_Exercise details_: Skip all pictures. Set down only the lines starting at the line containing "Could you please identify the hillside" and running to the end of the listing.

_Data entries_:
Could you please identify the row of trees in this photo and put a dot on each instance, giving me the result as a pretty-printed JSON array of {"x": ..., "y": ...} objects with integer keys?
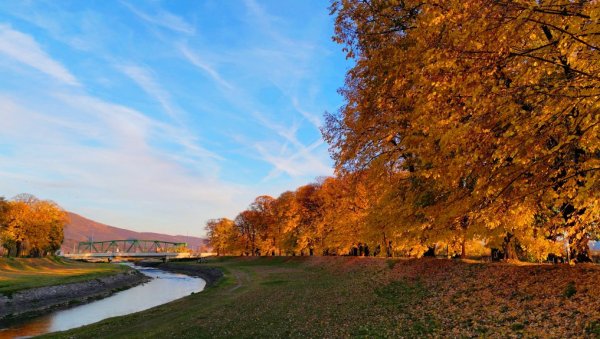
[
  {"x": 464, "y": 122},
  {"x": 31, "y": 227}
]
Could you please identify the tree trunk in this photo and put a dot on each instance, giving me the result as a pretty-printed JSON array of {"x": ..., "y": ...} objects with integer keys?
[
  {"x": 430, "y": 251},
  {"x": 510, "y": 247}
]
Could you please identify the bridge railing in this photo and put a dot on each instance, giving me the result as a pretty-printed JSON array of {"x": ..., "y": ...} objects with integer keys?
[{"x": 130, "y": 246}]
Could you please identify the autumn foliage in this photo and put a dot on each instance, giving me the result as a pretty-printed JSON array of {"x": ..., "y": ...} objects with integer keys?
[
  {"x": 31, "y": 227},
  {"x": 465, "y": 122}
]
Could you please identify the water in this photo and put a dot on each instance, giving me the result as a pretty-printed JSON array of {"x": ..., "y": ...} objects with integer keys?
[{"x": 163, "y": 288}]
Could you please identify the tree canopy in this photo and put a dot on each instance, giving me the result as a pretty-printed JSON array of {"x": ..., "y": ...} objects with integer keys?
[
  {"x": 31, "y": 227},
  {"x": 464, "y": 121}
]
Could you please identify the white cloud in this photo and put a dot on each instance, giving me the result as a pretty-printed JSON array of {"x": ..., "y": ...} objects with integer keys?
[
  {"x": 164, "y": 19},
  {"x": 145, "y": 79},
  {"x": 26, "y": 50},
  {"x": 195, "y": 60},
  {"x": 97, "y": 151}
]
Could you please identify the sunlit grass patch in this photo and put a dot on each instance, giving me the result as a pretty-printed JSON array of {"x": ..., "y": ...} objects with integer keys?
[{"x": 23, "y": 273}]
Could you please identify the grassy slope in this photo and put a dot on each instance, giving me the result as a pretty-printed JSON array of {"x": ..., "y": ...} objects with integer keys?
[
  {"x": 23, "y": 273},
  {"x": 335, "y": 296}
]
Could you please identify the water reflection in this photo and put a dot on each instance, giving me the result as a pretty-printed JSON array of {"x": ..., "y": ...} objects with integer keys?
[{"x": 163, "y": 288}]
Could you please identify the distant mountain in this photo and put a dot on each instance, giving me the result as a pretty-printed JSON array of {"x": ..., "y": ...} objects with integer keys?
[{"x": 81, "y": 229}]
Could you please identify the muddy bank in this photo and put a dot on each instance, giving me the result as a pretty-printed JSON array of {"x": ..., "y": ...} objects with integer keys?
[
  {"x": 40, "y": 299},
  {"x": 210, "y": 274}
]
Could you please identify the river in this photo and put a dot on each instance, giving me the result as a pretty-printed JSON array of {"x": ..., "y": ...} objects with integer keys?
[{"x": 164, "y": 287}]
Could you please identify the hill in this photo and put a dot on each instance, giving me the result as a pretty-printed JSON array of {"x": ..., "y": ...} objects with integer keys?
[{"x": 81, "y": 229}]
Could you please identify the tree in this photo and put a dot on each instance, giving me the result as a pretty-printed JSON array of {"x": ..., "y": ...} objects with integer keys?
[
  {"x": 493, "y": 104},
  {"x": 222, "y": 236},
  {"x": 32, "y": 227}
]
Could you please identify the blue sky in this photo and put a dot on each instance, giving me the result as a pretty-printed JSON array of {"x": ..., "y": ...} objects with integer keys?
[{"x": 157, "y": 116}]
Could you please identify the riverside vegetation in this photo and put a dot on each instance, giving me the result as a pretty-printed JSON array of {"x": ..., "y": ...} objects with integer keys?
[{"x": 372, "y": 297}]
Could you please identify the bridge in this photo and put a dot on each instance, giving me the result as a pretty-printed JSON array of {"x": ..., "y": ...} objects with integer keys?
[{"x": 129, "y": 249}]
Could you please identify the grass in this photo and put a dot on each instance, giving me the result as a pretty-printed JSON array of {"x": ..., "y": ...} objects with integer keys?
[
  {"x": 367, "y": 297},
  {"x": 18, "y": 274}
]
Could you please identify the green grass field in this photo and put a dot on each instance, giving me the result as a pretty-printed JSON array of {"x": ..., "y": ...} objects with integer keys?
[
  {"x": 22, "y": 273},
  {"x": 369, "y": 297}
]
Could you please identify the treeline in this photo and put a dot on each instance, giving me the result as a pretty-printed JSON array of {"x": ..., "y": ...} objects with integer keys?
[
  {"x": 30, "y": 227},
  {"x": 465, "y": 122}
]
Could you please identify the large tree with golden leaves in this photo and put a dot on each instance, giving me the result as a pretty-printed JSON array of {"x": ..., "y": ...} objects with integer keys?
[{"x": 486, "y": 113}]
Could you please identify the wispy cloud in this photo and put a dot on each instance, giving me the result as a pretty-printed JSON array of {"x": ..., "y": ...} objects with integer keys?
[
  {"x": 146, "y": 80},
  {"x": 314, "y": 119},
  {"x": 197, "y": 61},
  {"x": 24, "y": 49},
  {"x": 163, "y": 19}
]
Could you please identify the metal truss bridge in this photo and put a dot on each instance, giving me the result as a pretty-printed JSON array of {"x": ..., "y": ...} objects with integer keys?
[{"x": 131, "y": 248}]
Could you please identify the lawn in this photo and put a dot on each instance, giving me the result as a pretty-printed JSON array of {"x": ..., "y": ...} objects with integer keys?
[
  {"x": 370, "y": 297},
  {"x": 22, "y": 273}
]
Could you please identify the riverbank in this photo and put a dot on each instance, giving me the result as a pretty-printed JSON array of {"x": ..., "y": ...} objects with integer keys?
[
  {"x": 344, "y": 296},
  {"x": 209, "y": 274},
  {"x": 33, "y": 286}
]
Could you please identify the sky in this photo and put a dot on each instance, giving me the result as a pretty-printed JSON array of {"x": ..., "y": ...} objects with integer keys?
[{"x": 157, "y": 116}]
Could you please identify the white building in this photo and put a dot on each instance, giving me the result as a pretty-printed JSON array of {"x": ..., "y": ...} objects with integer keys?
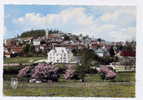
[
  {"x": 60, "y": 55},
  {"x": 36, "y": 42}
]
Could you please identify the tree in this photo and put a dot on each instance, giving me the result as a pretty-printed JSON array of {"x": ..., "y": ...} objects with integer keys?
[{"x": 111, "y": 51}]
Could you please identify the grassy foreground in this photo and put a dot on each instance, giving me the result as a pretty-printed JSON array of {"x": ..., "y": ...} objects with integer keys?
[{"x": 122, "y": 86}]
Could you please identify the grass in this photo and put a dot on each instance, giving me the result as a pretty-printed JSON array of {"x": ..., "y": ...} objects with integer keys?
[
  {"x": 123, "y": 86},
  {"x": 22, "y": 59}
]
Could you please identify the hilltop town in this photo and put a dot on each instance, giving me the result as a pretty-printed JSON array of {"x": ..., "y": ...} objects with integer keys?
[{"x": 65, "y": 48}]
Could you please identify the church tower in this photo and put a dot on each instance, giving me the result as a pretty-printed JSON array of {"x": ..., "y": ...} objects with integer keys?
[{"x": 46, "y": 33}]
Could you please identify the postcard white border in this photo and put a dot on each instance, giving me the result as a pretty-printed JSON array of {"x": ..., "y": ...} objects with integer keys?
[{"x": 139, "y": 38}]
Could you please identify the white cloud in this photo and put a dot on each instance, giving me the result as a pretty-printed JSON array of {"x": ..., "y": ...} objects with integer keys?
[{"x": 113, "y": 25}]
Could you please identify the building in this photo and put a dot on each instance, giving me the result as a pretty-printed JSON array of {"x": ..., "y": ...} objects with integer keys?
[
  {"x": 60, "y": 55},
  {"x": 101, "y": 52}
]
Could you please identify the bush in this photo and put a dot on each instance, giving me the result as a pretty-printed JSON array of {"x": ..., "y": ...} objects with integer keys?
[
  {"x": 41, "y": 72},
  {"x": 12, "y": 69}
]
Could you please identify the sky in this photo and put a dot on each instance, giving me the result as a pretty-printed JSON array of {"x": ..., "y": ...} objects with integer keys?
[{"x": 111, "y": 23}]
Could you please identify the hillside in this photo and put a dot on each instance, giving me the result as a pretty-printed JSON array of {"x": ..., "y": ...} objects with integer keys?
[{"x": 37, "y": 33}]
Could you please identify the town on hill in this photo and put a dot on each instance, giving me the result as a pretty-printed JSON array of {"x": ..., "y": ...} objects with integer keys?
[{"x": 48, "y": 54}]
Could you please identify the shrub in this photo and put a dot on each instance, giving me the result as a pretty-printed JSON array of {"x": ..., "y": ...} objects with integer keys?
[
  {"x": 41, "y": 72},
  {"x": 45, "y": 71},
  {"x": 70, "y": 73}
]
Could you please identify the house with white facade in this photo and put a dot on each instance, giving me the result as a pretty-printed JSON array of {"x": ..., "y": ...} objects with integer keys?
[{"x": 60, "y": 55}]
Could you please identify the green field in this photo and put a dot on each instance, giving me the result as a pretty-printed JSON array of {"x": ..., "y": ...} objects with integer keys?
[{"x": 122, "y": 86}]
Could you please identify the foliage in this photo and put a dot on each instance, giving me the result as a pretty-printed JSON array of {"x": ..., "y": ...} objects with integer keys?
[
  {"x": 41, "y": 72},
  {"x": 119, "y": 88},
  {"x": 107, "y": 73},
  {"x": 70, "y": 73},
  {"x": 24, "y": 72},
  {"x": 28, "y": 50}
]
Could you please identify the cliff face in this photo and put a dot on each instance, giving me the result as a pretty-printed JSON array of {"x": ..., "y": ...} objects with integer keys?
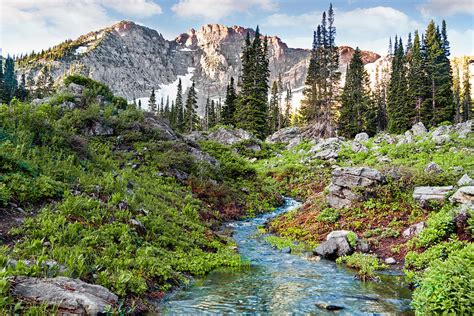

_Expected answer_:
Could you please identify the hillside in this photo and put a dot on each instance, giving me the result as a pretty-printed JSON array of {"x": ..., "y": ...} objects with integer keys?
[{"x": 37, "y": 33}]
Could you please identify the town on hill in this photo and put a dot on each instance, giving me the result as a pretty-printed JSON array of {"x": ..., "y": ...} objects with integer keys?
[{"x": 48, "y": 54}]
Could you please identify the shrub in this photo and put a dot on each instance, giving me the result as a pretty-printed JSON array of {"x": ..., "y": ...} objects with integer keys?
[
  {"x": 41, "y": 72},
  {"x": 45, "y": 71},
  {"x": 70, "y": 73}
]
Could you please identify the house with white facade in this photo and put a dot on each instance, giving me the result as a pretty-printed JSON array of {"x": ..., "y": ...} objects with integer keys?
[{"x": 60, "y": 55}]
Could you please identify the green field in this photo and put a dot on each instance, giving me the result as a pretty-printed JSON array of {"x": ..., "y": ...} objects with integer keys?
[{"x": 122, "y": 86}]
Could you please identify the foliage in this photo and put a dot on each instance, giving me the result as a pretty-printed JSON array of {"x": ..., "y": ...} objects with integer keys?
[
  {"x": 41, "y": 72},
  {"x": 119, "y": 88},
  {"x": 107, "y": 73},
  {"x": 70, "y": 73},
  {"x": 24, "y": 72},
  {"x": 28, "y": 50}
]
Could you please identify the cliff face in this photo and put a dot on each instance, giving me the result as a pretty-printed JSON array of {"x": ..., "y": ...} objects with integer keys?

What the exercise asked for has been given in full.